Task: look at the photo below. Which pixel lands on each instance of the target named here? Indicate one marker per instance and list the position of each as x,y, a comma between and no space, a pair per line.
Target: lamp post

+--

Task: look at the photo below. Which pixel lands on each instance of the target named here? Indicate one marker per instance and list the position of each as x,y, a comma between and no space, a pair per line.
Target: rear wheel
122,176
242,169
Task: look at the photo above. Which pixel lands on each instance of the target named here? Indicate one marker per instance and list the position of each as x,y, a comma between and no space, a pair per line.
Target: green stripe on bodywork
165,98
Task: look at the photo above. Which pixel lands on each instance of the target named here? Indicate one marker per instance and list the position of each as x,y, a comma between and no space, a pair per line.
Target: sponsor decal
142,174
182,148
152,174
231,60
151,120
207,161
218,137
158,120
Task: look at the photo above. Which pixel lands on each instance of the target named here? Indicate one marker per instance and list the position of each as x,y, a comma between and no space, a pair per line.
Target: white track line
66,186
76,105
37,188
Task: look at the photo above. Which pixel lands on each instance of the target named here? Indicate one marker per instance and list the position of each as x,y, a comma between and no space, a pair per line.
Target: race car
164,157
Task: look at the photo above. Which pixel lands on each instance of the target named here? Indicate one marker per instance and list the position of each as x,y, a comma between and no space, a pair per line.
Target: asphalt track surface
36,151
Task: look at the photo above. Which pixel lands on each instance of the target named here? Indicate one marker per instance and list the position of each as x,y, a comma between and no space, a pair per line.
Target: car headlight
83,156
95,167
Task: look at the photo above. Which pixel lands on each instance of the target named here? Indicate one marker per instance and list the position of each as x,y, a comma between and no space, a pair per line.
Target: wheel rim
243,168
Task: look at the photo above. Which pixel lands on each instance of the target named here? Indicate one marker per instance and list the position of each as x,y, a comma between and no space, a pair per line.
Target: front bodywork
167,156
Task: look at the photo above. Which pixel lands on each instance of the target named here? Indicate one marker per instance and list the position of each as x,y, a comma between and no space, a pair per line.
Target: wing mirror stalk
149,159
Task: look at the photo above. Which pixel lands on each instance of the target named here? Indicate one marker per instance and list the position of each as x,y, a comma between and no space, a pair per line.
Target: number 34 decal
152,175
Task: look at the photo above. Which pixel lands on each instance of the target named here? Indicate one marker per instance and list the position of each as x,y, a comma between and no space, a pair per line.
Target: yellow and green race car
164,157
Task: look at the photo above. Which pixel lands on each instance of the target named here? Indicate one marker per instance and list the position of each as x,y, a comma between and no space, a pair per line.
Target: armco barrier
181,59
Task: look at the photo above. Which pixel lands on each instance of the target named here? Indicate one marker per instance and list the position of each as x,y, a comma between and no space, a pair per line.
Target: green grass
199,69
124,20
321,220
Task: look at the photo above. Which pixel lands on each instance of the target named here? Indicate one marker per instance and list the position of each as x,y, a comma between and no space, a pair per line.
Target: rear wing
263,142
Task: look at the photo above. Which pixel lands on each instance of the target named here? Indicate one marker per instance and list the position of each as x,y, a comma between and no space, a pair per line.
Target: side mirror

+--

▶ Assigned task: Reproduce, character for character, only the lines of the preceding data that start at the line with "Target: green grass" and end at the line with "Target: side mirror", both included.

▶ Response area:
Target: green grass
199,69
124,20
321,220
Task: look at the photo above. Which pixel lands on each instance of the target named here? Indicate one marker per instance and list the position of each as x,y, a comma between and no space, a pair per line.
Target: rear wing
263,142
Task: look at the photo above. Which pixel lands on each instance of the target named here? Indicate one marker per instance and list the position of each as x,y, a comma between and no space, a pair per line.
Target: side mirror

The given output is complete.